SOURCE TEXT
+---+

In his influential book “The Jewish State”, Theodore Herzl made the case for designing a proper symbol: “We have no flag, and we need one” he wrote. “If we desire to lead many men, we must raise a symbol above their heads. I would suggest a white flag, with seven golden stars” to represent “the seven golden hours of our working-day.” To the ardently secular Herzl, the successful return of the Jewish People to the Land of Israel required hoisting up the ideal of physical labor above all else.
The obvious connection between the Haftarah (Hoshea 12:13-14:10) and the Parasha is the opening verse of the Haftarah that mentions Yaakov fleeing from Eisav, working for many years on behalf of Rachel, and tending carefully to Lavan’s sheep. In contrast to Yaakov’s faithfulness as a shepherd, Hoshea rebukes the Jews of the Northern Kingdom whom he calls “Israel” or “Ephraim” who lacked faith in G-d, worshiped idols, and were on the brink of exile.
A close look at the Haftarah reveals a deeper connection with the Parasha. In depicting the Jews of his generation, who had established the first commonwealth in Israel, the Navi offers rebuke (13:6): “With their pasture they became sated; they were sated and their hearts grew haughty; therefore they forgot me.” However, at the end of the Haftarah, the Navi describes the ultimate redemption and rejuvenation of Ephraim: “he will blossom like a rosebush, and his roots will strike out like the cedars of Lebanon.” This time around, instead of becoming haughty and turning to false gods, “Ephraim will say, ‘What more need have I of idols?…’” (5-9). Why in the first case does Ephraim’s wealth and security lead to rejecting G-d, while at the end he has the opposite response? Hoshea himself provides an answer.

+---+

SUPPLIED RECORDS
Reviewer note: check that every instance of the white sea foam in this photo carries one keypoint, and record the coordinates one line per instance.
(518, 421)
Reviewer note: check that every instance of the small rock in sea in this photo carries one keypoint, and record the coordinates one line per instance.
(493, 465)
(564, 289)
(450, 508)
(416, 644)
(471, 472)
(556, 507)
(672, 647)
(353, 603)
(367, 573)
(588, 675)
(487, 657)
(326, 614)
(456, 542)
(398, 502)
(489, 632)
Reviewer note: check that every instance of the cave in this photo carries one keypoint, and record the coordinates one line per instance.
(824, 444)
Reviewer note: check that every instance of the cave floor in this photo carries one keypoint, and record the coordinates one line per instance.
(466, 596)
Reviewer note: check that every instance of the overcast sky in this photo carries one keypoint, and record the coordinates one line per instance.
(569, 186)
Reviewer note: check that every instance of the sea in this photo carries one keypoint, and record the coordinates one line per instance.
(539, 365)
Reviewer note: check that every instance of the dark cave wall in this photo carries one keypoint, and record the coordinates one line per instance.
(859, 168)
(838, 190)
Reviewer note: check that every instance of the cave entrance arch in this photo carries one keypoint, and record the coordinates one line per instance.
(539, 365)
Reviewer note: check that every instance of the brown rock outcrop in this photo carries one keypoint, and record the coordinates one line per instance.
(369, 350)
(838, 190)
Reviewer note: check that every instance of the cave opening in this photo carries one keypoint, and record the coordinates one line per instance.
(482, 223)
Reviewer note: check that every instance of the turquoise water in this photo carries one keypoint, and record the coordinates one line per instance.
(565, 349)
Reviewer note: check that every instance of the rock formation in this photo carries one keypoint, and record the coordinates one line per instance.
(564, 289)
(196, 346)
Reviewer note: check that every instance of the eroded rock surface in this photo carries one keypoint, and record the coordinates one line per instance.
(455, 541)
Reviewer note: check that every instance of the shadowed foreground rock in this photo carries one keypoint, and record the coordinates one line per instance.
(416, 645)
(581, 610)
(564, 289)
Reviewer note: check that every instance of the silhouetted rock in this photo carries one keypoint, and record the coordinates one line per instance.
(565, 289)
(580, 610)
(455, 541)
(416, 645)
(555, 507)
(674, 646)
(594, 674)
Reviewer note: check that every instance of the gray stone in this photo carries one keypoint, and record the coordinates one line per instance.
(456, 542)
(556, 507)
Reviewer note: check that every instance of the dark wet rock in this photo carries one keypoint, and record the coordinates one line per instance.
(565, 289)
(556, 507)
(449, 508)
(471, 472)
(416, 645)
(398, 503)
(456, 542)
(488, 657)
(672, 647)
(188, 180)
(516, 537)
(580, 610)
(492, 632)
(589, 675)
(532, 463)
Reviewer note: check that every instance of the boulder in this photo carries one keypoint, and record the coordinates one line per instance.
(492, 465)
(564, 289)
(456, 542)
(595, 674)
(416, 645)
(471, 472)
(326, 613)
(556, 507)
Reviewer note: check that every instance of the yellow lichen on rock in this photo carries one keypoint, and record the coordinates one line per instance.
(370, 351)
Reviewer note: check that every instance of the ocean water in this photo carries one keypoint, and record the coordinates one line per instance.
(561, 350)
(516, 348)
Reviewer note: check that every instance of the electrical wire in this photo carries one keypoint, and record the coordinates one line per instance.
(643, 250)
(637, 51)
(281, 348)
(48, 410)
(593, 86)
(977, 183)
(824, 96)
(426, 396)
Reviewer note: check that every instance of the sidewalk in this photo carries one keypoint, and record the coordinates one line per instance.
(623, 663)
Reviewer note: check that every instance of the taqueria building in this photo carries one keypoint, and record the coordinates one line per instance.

+---+

TASK REQUIREMENTS
• A. According to the Haftarah commentary, what flag did Herzl suggest, and what was it meant to represent?
• B. Continue the Haftarah commentary from its final sentence.

SET OF ANSWERS
• A. He suggested a white flag with seven golden stars, representing "the seven golden hours of our working-day."

• B.
In between the two passages, Hoshea encourages their repentance through Tefillah: “Take words with you and return to Hashem; say to Him, “May You forgive all iniquity and accept good intentions, and let our lips substitute for bulls…and we will no longer say, ‘O our gods!’ to the work of our hands…” (14:3-4). The Navi is teaching that before we are redeemed we must verbally commit ourselves to Hashem and not become haughty through our success. This commitment takes the form of prayer, in which we must make explicit our commitment to believe in G-d, even, or especially, when we enjoy serenity and success.
This theme reflects the deeper connection to our Parasha, as it is a lesson we first learned from Yaakov Avinu. Before fleeing Eretz Yisrael, Yaakov utters a prayer: “If G-d will be with me, will guard me on this way that I am going; will give me bread to eat and clothes to wear; and I return in peace to my father’s house, [then] Hashem will be a G-d to me” (28:21). As interpreted by the Ramban, Yaakov is making a verbal commitment at the outset of his journey that “if I return to my father’s house I will serve the One G-d in the chosen land at this stone’s location.” Surely, maintaining his spiritual identity while exiled to Charan was a monumental challenge, and Yaakov’s success is hailed by Chazal as a major achievement. But our Patriarch understood that the real spiritual challenge is maintaining his devotion to G-d upon returning to Israel in peace, safety and security.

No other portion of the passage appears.